◆ **Consigne**: D’après l’extrait sur le maraîchage à Houndé, les affirmations suivantes sont-elles exactes ? Répondez par oui ou par non, en citant à l’identique les mots de l’extrait qui tranchent. (a) Bognana Tamoussi a accepté l’offre des recruteurs de la mine. (b) Felix Bonané et Lamine Ouédraogo produisent de la banane sur un hectare depuis deux ans. (c) Selon Emmanuel Kombema, plus de 62 % de la production maraîchère de la province du Tuy vient de la commune de Houndé.

---------- Extrait choisi

Au fil du temps, il a réalisé le potentiel économique de cette activité, ce qui le conforte dans son choix. Sa production actuelle s’étend sur une superficie totale de 5 hectares. Monsieur Neya, est désormais roi de l’arrosage avec plus de 15 millions FCFA qu’il brasse par saison. Il travaille avec une équipe de 5 jeunes pour arroser ses champs et des dizaines de femmes pour désherber. L’impact social de son activité est palpable.
Tout comme, Bognana Tamoussi fait la culture maraichère par conviction. Lors de l’ouverture de la mine, il dit avoir été approché par des recruteurs. Bognana Tamoussi a décliné l’offre, préférant l’indépendance de son activité actuelle. « Ce que je gagne ici et le temps que je vais faire là-bas, si je le fais ici je vais gagner plus », dit-il.
Lui, aussi souligne la nature aléatoire de l’orpaillage, contrairement à l’agriculture qui offre une source de revenus plus stable et prévisible. Aujourd’hui, dans son espace agricole de 8 hectares, l’oignon se taille la part belle. Mais il produit aussi du piment, des choux et autres. Les perspectives sont prometteuses pour cette année. Il projette récolter 100 tonnes d’oignons. « Si Dieu le veut, ça peut atteindre 12 à 15 000 000 en tout cas », souhaite-t-il.
Entre l’or et la culture maraichère, un choix d’avenir
Le témoignage de ces trois acolytes met en évidence un contraste entre deux voies. Celle de l’orpaillage, souvent perçue comme une voie rapide mais risquée, et celle de l’agriculture, plus lente mais plus durable. D’ailleurs, un phénomène encourageant est observé à Houndé. Le retour des jeunes vers l’agriculture. Ce mouvement contribue à revitaliser le secteur agricole et à garantir une main-d’œuvre qualifiée et diversifiée.
D’ailleurs, nous avons rencontré des jeunes acquis pour cette cause. Felix Bonané et Lamine Ouédraogo, deux jeunes associés, qui exploitent plus de 7 hectares affectés, à la culture de l’oignon, les choux, et autres. En plus, ils ont décidé de flirter avec de nouvelles cultures.
Depuis deux ans maintenant, ils produisent de la banane sur une superficie d’un hectare. C’est une expérience concluante. « C’est promoteur. Nous-mêmes, on compte ajouter un hectare », lance Felix Bonané. En plus, ils ont déjà aménagé un espace pour expérimenter le blé.
De l’orpaillage au jardinage. Le Directeur provincial de l’agriculture, des ressources animales et halieutiques du Tuy, Emmanuel Kombema y voit un changement de cap pour préserver l’environnement et l’avenir. La ruée vers l’or à Houndé, dit-il a entraîné une pénurie de terres cultivables, contraignant une partie de la population à abandonner l’agriculture. Pour remédier à cette situation, les autorités locales ont mis en place un programme de développement de l’agriculture maraîchère, soutenu par le fonds minier.
Depuis quelque temps, la commune de Houndé se distingue de plus en plus comme un acteur majeur de la production maraîchère dans la région. Selon Emmanuel Kombema, plus de 62% de la production maraîchère de la province du Tuy provient de cette seule commune de Houndé. Pour la campagne sèche 2023-2024, la commune de Houndé a produit « 8973,19 tonnes sur 14509,16 tonnes produites à l’échèle de la province du Tuy ».

--------------------
---------- Données fournies

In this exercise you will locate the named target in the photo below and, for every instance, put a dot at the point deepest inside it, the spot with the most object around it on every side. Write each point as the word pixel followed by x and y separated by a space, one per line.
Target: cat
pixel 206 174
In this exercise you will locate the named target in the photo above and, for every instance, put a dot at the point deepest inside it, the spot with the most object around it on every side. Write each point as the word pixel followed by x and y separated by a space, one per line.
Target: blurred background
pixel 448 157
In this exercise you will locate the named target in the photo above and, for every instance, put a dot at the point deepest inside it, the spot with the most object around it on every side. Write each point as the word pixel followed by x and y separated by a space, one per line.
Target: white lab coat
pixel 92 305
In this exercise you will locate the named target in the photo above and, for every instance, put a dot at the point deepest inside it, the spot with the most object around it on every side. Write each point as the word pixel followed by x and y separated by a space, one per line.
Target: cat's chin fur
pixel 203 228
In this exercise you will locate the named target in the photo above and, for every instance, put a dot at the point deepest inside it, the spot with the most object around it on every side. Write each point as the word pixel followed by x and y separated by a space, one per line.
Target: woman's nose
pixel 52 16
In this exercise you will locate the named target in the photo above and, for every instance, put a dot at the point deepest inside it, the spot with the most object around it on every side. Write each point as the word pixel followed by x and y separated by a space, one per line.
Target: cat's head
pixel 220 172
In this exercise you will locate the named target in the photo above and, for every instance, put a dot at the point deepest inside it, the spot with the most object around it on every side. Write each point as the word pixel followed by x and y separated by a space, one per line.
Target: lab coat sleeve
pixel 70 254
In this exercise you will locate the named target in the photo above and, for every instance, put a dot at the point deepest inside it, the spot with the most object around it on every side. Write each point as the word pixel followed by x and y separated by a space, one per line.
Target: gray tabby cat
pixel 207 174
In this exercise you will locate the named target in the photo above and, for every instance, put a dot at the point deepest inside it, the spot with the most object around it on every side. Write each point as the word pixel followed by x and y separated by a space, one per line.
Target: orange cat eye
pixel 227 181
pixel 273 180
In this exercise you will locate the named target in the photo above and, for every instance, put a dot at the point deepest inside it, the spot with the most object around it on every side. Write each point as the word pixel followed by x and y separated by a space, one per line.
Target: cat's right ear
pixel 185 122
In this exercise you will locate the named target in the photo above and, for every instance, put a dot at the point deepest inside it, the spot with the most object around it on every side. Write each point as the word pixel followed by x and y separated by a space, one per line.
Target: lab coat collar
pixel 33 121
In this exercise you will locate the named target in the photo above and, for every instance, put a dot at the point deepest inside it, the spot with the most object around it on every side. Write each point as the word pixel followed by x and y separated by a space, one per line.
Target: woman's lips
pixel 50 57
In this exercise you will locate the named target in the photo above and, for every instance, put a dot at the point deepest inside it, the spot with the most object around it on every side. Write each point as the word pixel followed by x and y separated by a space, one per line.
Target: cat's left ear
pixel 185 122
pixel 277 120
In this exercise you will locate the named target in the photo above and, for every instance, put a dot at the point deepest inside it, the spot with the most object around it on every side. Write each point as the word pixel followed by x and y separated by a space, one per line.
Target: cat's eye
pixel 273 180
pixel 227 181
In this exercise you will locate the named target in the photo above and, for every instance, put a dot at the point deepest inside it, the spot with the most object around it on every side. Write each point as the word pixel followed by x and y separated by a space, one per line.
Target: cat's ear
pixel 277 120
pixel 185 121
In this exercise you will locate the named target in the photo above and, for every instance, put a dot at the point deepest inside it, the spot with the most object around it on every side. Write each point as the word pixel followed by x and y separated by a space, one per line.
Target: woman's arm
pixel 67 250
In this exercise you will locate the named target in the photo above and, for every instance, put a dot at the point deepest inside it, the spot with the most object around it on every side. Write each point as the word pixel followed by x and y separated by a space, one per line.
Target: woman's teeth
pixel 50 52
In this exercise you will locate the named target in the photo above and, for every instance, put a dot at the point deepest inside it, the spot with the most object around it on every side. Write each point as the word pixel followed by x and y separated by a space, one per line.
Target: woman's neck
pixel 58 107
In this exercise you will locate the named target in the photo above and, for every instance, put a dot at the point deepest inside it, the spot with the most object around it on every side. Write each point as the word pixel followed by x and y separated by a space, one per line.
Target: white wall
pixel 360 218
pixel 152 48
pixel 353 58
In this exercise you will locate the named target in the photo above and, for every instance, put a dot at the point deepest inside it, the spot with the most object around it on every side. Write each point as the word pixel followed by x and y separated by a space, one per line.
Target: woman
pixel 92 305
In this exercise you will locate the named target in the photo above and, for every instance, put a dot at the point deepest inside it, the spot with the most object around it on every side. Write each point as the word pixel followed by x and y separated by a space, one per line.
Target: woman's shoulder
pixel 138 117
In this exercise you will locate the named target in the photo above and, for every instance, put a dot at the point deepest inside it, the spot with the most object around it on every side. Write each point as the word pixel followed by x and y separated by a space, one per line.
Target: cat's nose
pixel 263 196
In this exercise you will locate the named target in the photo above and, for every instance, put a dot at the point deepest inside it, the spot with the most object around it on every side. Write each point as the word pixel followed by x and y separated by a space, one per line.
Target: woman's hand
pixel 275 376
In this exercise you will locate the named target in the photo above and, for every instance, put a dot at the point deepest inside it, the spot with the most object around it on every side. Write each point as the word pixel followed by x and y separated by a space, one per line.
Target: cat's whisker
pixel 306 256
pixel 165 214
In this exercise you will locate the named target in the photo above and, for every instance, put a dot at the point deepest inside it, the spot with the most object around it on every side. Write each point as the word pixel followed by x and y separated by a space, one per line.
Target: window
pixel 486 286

--------------------

◆ **Réponse attendue**:
(a) Non : « Bognana Tamoussi a décliné l’offre ».
(b) Oui : « Depuis deux ans maintenant, ils produisent de la banane sur une superficie d’un hectare. »
(c) Oui : « plus de 62% de la production maraîchère de la province du Tuy provient de cette seule commune de Houndé ».